| EXERCISES TO COMPLETE |
1 > In the post about the ovarian cyst, what size has the cyst shrunk to by this morning's checkup?
2 > Please list every activity the post about the ovarian cyst says the writer hasn't done in the past two months.
3 > Carry the post about the ovarian cyst forward from its final sentence.
TEXT SEGMENT: Begin
This morning I had a checkup to see how Tamara is progressing. When I went to the doctor in early May I was horrified when I was diagnosed with a baseball sized cyst on my right ovary. The doctor told me that physical activity had to be put on hold until it resolves. How long could it take to resolve? Months. Will the pain get better? Probably not.
So here I am two months later. I haven’t lifted a barbell, worn my running shorts, or laced my sneakers in what seems like years. Driving to the doctor this morning I was incredibly nervous and excited. I was nervous that the cyst would still be huge and would require surgery. I was nervous that the cyst would be only slightly smaller and I would be told to wait another 3 months for it to shrink. The results? The cyst has shrunk to the size of a marble!! I am overjoyed and shocked! Since I can still feel it in my abdomen and it still hurts quite often, I figured it hadn’t shrunk much. Turns out that a hemorrhagic cyst, no matter how small, is going to cause discomfort, so that is why I am still in some pain. The good news? I am pretty sure that in another 30 days Tamara will be completely gone!
TEXT SEGMENT: End
MATERIAL SHOWN: Begin
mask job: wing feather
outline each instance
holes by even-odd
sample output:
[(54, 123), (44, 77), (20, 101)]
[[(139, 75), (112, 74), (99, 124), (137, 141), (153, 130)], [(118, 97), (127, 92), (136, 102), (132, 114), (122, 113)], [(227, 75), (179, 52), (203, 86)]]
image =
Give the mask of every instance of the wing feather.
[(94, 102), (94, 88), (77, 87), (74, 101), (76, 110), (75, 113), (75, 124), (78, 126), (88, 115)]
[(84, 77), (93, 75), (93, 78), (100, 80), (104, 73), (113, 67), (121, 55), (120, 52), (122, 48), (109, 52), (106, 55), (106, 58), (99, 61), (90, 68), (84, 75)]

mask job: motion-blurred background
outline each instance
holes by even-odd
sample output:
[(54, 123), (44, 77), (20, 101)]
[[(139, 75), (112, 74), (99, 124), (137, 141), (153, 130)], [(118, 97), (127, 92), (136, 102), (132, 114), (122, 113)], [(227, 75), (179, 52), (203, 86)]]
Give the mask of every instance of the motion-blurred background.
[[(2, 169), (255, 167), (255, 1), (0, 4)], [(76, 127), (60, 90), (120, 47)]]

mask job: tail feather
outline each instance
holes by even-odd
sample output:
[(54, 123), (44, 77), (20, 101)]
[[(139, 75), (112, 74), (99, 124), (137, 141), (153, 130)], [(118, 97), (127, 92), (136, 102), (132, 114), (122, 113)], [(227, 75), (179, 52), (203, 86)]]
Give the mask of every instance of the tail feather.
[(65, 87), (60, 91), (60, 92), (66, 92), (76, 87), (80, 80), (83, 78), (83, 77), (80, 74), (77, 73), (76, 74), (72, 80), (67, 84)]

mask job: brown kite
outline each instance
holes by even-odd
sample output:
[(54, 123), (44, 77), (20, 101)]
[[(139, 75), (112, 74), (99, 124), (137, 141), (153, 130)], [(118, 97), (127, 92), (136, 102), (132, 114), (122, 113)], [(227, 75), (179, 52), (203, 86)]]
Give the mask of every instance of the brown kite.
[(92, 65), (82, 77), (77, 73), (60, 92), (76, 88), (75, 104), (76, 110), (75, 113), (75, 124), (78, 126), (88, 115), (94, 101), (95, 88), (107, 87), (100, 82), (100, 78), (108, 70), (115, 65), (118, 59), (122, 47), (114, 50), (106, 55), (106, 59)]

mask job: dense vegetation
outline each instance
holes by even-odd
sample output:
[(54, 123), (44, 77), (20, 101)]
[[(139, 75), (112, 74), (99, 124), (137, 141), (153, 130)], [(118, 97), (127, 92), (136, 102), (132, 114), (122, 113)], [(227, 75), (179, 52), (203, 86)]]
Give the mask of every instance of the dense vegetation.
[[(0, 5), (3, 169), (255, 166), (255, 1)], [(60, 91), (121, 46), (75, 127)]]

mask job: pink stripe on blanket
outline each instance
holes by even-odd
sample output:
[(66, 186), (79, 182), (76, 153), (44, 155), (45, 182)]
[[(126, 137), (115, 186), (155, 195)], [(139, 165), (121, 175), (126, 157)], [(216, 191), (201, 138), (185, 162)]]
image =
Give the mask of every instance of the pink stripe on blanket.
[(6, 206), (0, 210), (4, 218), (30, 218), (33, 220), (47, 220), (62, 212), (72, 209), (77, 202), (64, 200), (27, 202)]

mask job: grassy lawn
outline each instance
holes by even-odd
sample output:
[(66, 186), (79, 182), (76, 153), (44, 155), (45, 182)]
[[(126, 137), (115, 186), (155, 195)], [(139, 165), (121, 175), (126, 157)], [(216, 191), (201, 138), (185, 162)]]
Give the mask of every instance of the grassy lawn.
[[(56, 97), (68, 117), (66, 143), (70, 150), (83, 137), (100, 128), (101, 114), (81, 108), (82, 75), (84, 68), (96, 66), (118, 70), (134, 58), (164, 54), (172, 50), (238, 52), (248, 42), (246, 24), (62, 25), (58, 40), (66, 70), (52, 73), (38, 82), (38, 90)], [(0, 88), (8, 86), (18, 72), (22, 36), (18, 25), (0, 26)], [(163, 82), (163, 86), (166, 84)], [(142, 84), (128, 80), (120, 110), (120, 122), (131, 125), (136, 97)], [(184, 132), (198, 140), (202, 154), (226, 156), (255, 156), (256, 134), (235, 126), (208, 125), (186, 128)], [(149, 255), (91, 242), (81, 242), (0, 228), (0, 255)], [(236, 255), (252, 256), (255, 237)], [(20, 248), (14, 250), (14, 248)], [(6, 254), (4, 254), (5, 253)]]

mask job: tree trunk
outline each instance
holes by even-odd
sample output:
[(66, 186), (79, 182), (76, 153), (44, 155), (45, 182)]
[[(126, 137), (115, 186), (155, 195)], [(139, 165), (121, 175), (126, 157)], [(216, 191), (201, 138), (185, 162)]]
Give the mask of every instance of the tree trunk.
MATERIAL SHOWN: End
| RESULTS OF THE EXERCISE |
1 > The size of a marble.

2 >
- Lifted a barbell
- Worn running shorts
- Laced sneakers

3 >
I have not been completely cleared to start my favorite exercise routine again, but I can start getting back into things very slowly. My core building ab blasting class will have to wait a few more months, but I’m hoping to find my way back to the elliptical next week. My doctor says that as long as I don’t feel more pain than usual while exercising, it should be okay.
I’m not getting my hopes up, after all I can feel my dang cyst throbbing a bit as I sit here and type this, but I am still optimistic. I am also thankful for my amazing doctor. The HORRIBLE experience I had with Dr. Ross a few weeks ago has definitely trumped by the amazing Dr. McCunniff.
Today Dr. McCunniff told me that he is really happy with the decision he made 2 months ago regarding my cyst. He said he was teetering on whether to surgically remove Tamara or to wait it out. He decided that because of my age, he wanted to wait it out. Had I gotten surgery two months ago I would have had my entire ovary removed and he wasn’t too keen on messing with my fertility just yet. The thought of it makes me shudder!
I am so grateful for the wisdom of my doctor, the patience and comfort of my family and friends, and for the human body’s ability to heal itself. As Dr. McCunniff said today, “The good Lord made our bodies into powerful machines that often posses the ability to heal themselves if given the time.”
8 thoughts on “I’d Rather Play Marbles Than Baseball”
So happy about the good news, Courtney. No better medicine than rest and prayer.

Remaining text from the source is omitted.